* What is expected: Reproduce each of the items below word for word, leaving the pictures out.

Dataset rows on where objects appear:
※
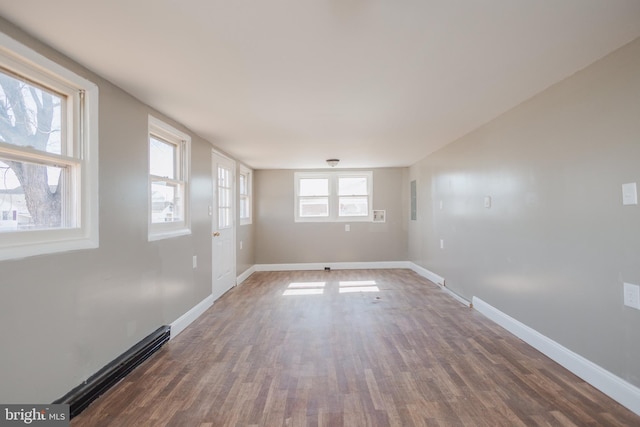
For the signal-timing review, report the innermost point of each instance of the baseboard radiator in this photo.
(82, 396)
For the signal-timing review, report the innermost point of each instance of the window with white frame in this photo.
(48, 155)
(333, 196)
(245, 195)
(169, 153)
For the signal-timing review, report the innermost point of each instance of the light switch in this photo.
(629, 194)
(632, 295)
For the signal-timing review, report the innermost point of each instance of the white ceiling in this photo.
(290, 83)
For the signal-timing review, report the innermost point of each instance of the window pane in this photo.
(354, 206)
(352, 186)
(243, 184)
(316, 207)
(162, 158)
(166, 202)
(32, 115)
(314, 187)
(43, 209)
(224, 197)
(244, 207)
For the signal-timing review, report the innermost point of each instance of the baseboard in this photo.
(439, 280)
(82, 396)
(181, 323)
(613, 386)
(332, 265)
(245, 275)
(427, 274)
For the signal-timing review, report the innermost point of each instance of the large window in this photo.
(333, 196)
(48, 155)
(168, 181)
(245, 195)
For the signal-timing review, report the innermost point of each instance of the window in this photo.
(225, 199)
(333, 196)
(48, 155)
(168, 181)
(245, 196)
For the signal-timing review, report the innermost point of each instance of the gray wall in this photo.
(280, 240)
(557, 244)
(65, 316)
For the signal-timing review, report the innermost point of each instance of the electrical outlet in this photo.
(632, 295)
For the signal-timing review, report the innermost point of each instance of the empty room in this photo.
(320, 213)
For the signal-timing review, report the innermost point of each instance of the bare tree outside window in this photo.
(31, 117)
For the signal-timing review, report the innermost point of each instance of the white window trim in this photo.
(159, 231)
(24, 61)
(249, 174)
(333, 196)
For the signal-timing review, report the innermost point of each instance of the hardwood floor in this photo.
(349, 348)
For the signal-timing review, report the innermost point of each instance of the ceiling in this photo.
(290, 83)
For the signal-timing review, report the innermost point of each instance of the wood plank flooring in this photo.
(349, 348)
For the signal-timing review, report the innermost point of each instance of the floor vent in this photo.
(82, 396)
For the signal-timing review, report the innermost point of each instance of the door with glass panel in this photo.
(223, 225)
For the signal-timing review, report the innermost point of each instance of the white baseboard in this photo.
(181, 323)
(332, 265)
(245, 275)
(613, 386)
(438, 280)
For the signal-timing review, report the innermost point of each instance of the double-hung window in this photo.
(169, 153)
(245, 195)
(333, 196)
(48, 155)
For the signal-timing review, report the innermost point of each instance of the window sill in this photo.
(168, 234)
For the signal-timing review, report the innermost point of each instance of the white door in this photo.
(223, 225)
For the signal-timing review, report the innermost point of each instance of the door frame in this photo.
(215, 157)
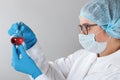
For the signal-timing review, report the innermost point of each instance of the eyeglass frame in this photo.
(85, 26)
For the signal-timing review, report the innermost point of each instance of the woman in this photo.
(99, 36)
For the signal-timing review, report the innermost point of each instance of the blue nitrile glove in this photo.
(28, 35)
(23, 63)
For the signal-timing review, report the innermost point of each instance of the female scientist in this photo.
(99, 36)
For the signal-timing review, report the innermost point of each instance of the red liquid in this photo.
(17, 40)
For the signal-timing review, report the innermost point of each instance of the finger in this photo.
(15, 56)
(22, 51)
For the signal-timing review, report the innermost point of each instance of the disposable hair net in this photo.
(106, 13)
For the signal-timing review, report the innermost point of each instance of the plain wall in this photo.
(55, 23)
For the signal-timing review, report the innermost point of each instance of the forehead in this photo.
(85, 20)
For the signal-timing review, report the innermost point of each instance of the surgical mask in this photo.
(88, 42)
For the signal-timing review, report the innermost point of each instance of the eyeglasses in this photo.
(85, 28)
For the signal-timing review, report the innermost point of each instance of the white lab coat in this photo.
(81, 65)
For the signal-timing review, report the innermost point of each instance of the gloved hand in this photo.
(28, 35)
(24, 64)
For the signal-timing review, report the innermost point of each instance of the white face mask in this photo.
(88, 42)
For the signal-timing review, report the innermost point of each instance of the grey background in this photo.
(55, 23)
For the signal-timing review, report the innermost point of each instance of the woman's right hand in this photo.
※
* Exercise output:
For the signal-timing review, report the innermost point of each instance of the baseboard radiator in this photo.
(82, 396)
For the signal-timing review, report the innermost point of each instance of the window with white frame in this photo.
(48, 155)
(333, 196)
(245, 195)
(169, 153)
For the signal-timing review, report the innermost point of each instance of the light switch in this photo.
(629, 194)
(632, 295)
For the signal-timing review, report the innermost point of each instance of the white ceiling in this photo.
(290, 83)
For the signal-timing review, report the innermost point of each instance of the window pane in this photo.
(354, 206)
(352, 186)
(243, 184)
(316, 207)
(162, 158)
(166, 202)
(32, 115)
(314, 187)
(43, 209)
(224, 197)
(244, 207)
For the signal-timing review, report the innermost point of each instance of the baseboard in this photo.
(439, 280)
(82, 396)
(181, 323)
(613, 386)
(332, 265)
(245, 275)
(427, 274)
For the signal-timing review, report the innermost point of each instance of the large window in this photo.
(333, 196)
(48, 155)
(168, 181)
(245, 195)
For the signal-timing review, report the innermost point of each instance of the window in this photo.
(225, 199)
(333, 196)
(48, 155)
(168, 181)
(245, 196)
For the signal-timing review, report the innermost point of each instance of the gray wall in this photo.
(280, 240)
(557, 244)
(65, 316)
For the signal-timing review, report the innermost point of each instance of the electrical outlet in this photo.
(632, 295)
For the signal-timing review, report the innermost point of each instance of the empty room in this photo.
(320, 213)
For the signal-timing review, report the innermost point of each instance of the bare tree outside window in this photo.
(31, 117)
For the signal-timing review, report the innermost point of each instance of the white window trim in this photo.
(159, 231)
(24, 61)
(249, 174)
(333, 196)
For the signal-timing review, report the innermost point of each instance of the hardwood floor in this photo.
(349, 348)
For the signal-timing review, report the innermost point of each instance of the ceiling in this photo.
(290, 83)
For the signal-timing review, report the innermost point of each instance of the wood plank flooring in this photo.
(349, 348)
For the signal-timing review, report the innermost point of each instance of the floor vent in this photo.
(82, 396)
For the signal-timing review, report the innermost point of each instance of the door with glass panel in this photo.
(223, 225)
For the signal-timing review, report the innermost point of each instance of the white baseboard in this photo.
(181, 323)
(332, 265)
(245, 275)
(613, 386)
(438, 280)
For the signal-timing review, report the innermost point of each instance of the double-hung window in this photo.
(169, 153)
(245, 195)
(333, 196)
(48, 155)
For the signal-timing review, report the innermost point of each instance of the window sill in this photo.
(168, 234)
For the signal-timing review, report the innermost point of each instance of the white door in this photo.
(223, 225)
For the signal-timing review, report the innermost point of each instance of the door frame in this photo.
(215, 157)
For the signal-timing review, report the innermost point of each instance of the eyeglass frame in this photo.
(85, 26)
For the signal-timing review, report the innermost point of each instance of the woman in this photo.
(99, 36)
For the signal-timing review, report the innermost point of each instance of the blue nitrile glove in this photo.
(28, 35)
(23, 63)
For the signal-timing review, report the innermost point of each instance of the female scientist in this photo.
(99, 36)
For the signal-timing review, report the innermost point of each instance of the red liquid in this photo.
(17, 40)
For the signal-timing review, report the innermost point of each instance of the finger in this photo.
(15, 56)
(22, 51)
For the signal-timing review, report the innermost point of each instance of the disposable hair net in this photo.
(106, 13)
For the signal-timing review, report the innermost point of each instance of the plain wall in this photo.
(55, 23)
For the signal-timing review, report the innermost point of each instance of the forehead in this photo.
(85, 20)
For the signal-timing review, report the innermost point of each instance of the surgical mask in this photo.
(88, 42)
For the signal-timing review, report the innermost point of each instance of the eyeglasses in this photo.
(85, 28)
For the signal-timing review, report the innermost point of each instance of the white lab coat in this photo.
(81, 65)
For the signal-timing review, report the innermost point of each instance of the gloved hand in this photo.
(28, 35)
(24, 64)
For the signal-timing review, report the innermost point of each instance of the white face mask in this photo.
(88, 42)
For the signal-timing review, report the innermost point of each instance of the grey background in this photo.
(55, 23)
For the signal-timing review, report the innermost point of each instance of the woman's right hand in this photo.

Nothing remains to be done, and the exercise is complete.